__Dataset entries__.
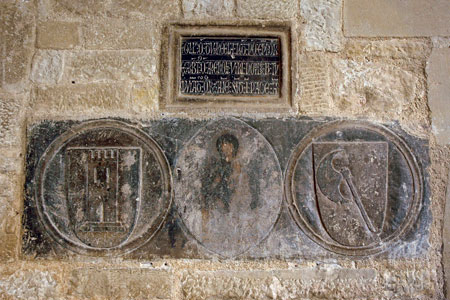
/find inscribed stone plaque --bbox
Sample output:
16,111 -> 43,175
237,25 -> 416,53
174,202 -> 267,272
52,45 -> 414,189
285,121 -> 423,255
180,37 -> 280,96
162,25 -> 292,110
174,118 -> 283,257
32,120 -> 172,256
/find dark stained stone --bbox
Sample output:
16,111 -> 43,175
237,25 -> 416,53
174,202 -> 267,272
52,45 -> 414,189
22,118 -> 430,259
174,118 -> 283,257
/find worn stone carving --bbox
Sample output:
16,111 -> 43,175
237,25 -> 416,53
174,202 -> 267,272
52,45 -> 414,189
34,120 -> 172,256
174,118 -> 283,257
285,121 -> 423,255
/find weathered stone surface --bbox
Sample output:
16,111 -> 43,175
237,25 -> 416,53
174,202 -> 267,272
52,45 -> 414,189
39,0 -> 179,20
64,50 -> 157,83
236,0 -> 298,19
285,121 -> 423,255
432,37 -> 450,49
130,80 -> 160,113
36,22 -> 80,50
345,39 -> 431,59
0,270 -> 63,299
83,19 -> 159,50
32,120 -> 171,255
175,118 -> 283,258
182,268 -> 377,300
0,173 -> 16,199
427,47 -> 450,145
182,0 -> 234,18
0,94 -> 25,146
23,118 -> 430,259
31,83 -> 132,117
68,269 -> 173,299
300,0 -> 343,52
330,59 -> 428,137
297,53 -> 330,113
0,3 -> 34,92
443,172 -> 450,300
0,148 -> 22,173
344,0 -> 450,37
30,50 -> 64,85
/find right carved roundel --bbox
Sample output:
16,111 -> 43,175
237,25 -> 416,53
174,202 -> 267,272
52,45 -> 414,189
285,120 -> 423,256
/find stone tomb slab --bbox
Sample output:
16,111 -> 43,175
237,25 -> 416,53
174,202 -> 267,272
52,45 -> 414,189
22,118 -> 430,259
161,24 -> 293,111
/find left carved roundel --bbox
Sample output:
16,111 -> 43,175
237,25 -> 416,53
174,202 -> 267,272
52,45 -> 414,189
35,120 -> 172,256
174,118 -> 283,258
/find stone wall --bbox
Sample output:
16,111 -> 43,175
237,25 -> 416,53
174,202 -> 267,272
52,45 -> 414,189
0,0 -> 449,299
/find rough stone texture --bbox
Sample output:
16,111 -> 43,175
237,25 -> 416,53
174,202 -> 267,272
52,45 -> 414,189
0,3 -> 34,92
182,0 -> 234,18
344,0 -> 450,37
0,0 -> 448,299
427,47 -> 450,145
444,171 -> 450,299
330,59 -> 429,138
345,39 -> 431,59
181,266 -> 439,299
300,0 -> 343,52
236,0 -> 298,19
63,50 -> 157,84
31,83 -> 132,119
0,269 -> 63,299
83,19 -> 160,50
0,94 -> 25,146
36,21 -> 80,50
297,53 -> 330,113
38,0 -> 180,20
68,269 -> 173,299
30,50 -> 64,85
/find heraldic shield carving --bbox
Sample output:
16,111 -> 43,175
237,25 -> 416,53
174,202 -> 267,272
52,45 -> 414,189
285,121 -> 422,256
34,120 -> 172,256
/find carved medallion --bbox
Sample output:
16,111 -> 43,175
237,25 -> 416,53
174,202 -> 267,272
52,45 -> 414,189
174,118 -> 283,257
285,121 -> 422,255
34,120 -> 172,256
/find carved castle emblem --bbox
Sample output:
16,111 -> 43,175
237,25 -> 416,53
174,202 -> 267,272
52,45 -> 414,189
34,120 -> 172,256
65,147 -> 141,248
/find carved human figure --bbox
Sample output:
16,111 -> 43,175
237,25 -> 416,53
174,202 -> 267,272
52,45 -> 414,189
199,133 -> 260,248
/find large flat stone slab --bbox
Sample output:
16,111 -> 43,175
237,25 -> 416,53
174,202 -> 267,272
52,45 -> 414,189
22,117 -> 430,260
344,0 -> 450,37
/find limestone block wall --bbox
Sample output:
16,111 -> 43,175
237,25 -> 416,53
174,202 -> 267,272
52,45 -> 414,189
0,0 -> 449,299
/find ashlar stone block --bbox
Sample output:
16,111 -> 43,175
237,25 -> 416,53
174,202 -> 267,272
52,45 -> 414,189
300,0 -> 343,52
344,0 -> 450,37
68,269 -> 173,299
0,3 -> 34,92
83,19 -> 159,50
37,21 -> 80,50
427,47 -> 450,145
63,50 -> 157,84
182,0 -> 234,18
236,0 -> 298,19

__About this task__.
Pictures do not belong in the copy. Output all of the records exactly.

__Output of the task__.
/find inscribed stone plaque --bbox
Sample output:
16,111 -> 43,175
237,25 -> 416,53
174,202 -> 267,272
52,45 -> 414,189
285,121 -> 423,255
180,37 -> 280,96
162,25 -> 292,110
174,118 -> 283,257
32,120 -> 172,256
/find dark stained stone --bbox
Sample output:
16,111 -> 43,175
237,25 -> 416,53
174,202 -> 267,272
52,45 -> 414,189
22,118 -> 430,259
174,118 -> 283,257
/find worn stone carving --bbox
Sample output:
16,111 -> 43,175
237,25 -> 416,53
174,202 -> 267,272
52,45 -> 414,189
34,120 -> 172,256
174,118 -> 283,257
285,121 -> 423,255
/find weathered stone surface --bbox
Sample output:
16,111 -> 43,175
237,25 -> 416,53
174,202 -> 267,272
52,45 -> 414,189
39,0 -> 179,20
64,50 -> 157,83
236,0 -> 298,19
285,121 -> 423,255
432,37 -> 450,49
130,80 -> 160,113
36,22 -> 80,50
345,39 -> 431,59
0,270 -> 63,299
83,19 -> 159,50
32,120 -> 171,255
175,118 -> 283,258
182,268 -> 377,300
0,173 -> 16,199
427,47 -> 450,145
182,0 -> 234,18
0,94 -> 25,146
23,118 -> 430,259
31,83 -> 132,117
68,269 -> 173,299
300,0 -> 343,52
330,59 -> 428,137
297,53 -> 330,113
0,3 -> 34,92
443,172 -> 450,300
0,148 -> 22,173
344,0 -> 450,37
30,50 -> 64,85
/find right carved roundel --bbox
Sample output:
16,111 -> 43,175
237,25 -> 416,53
174,202 -> 267,272
52,45 -> 414,189
285,120 -> 423,256
/find stone tomb slab --bbox
Sample output:
16,111 -> 43,175
237,25 -> 416,53
174,202 -> 267,272
52,45 -> 414,189
22,118 -> 430,259
161,24 -> 293,111
/find left carved roundel --bbox
Sample output:
16,111 -> 43,175
237,25 -> 416,53
174,202 -> 267,272
52,45 -> 414,189
35,120 -> 172,256
174,118 -> 283,258
/find stone wall --bbox
Sample output:
16,111 -> 43,175
237,25 -> 416,53
174,202 -> 267,272
52,45 -> 414,189
0,0 -> 449,299
/find rough stone texture --bbox
Sample output:
16,111 -> 43,175
237,25 -> 416,53
174,202 -> 267,272
52,45 -> 414,189
0,3 -> 34,92
182,0 -> 234,18
344,0 -> 450,37
0,0 -> 448,299
427,47 -> 450,145
444,171 -> 450,299
330,59 -> 429,138
345,39 -> 431,59
181,266 -> 439,299
300,0 -> 343,52
236,0 -> 298,19
63,50 -> 157,84
31,83 -> 132,119
0,269 -> 63,299
83,19 -> 160,50
0,94 -> 25,146
36,21 -> 80,50
297,53 -> 330,113
38,0 -> 180,20
68,269 -> 173,299
30,50 -> 64,85
/find heraldic shield carving --bbox
Sample output:
16,111 -> 43,175
237,25 -> 416,53
174,202 -> 267,272
52,45 -> 414,189
285,121 -> 422,256
34,120 -> 172,256
/find carved medallion --bbox
Sample output:
16,111 -> 43,175
237,25 -> 416,53
174,202 -> 267,272
52,45 -> 414,189
174,118 -> 283,257
285,121 -> 422,255
34,120 -> 172,256
/find carved castle emblem --bbox
Sample output:
16,111 -> 43,175
237,25 -> 416,53
174,202 -> 267,272
52,45 -> 414,189
34,120 -> 172,256
65,147 -> 141,248
/find carved human figure --bbox
Sample output:
16,111 -> 43,175
237,25 -> 416,53
174,202 -> 267,272
52,45 -> 414,189
199,133 -> 260,248
/find large flat stone slab --bbox
Sample output:
16,111 -> 43,175
237,25 -> 416,53
174,202 -> 267,272
52,45 -> 414,189
22,117 -> 430,260
344,0 -> 450,37
/find limestone block wall --bbox
Sample output:
16,111 -> 43,175
237,25 -> 416,53
174,202 -> 267,272
52,45 -> 414,189
0,0 -> 449,299
/find ashlar stone block --bbox
Sample output:
16,111 -> 43,175
237,25 -> 416,53
174,202 -> 267,272
52,45 -> 414,189
300,0 -> 343,52
344,0 -> 450,37
68,269 -> 173,299
0,3 -> 34,92
83,19 -> 159,50
37,21 -> 80,50
427,47 -> 450,145
63,50 -> 157,84
182,0 -> 234,18
236,0 -> 298,19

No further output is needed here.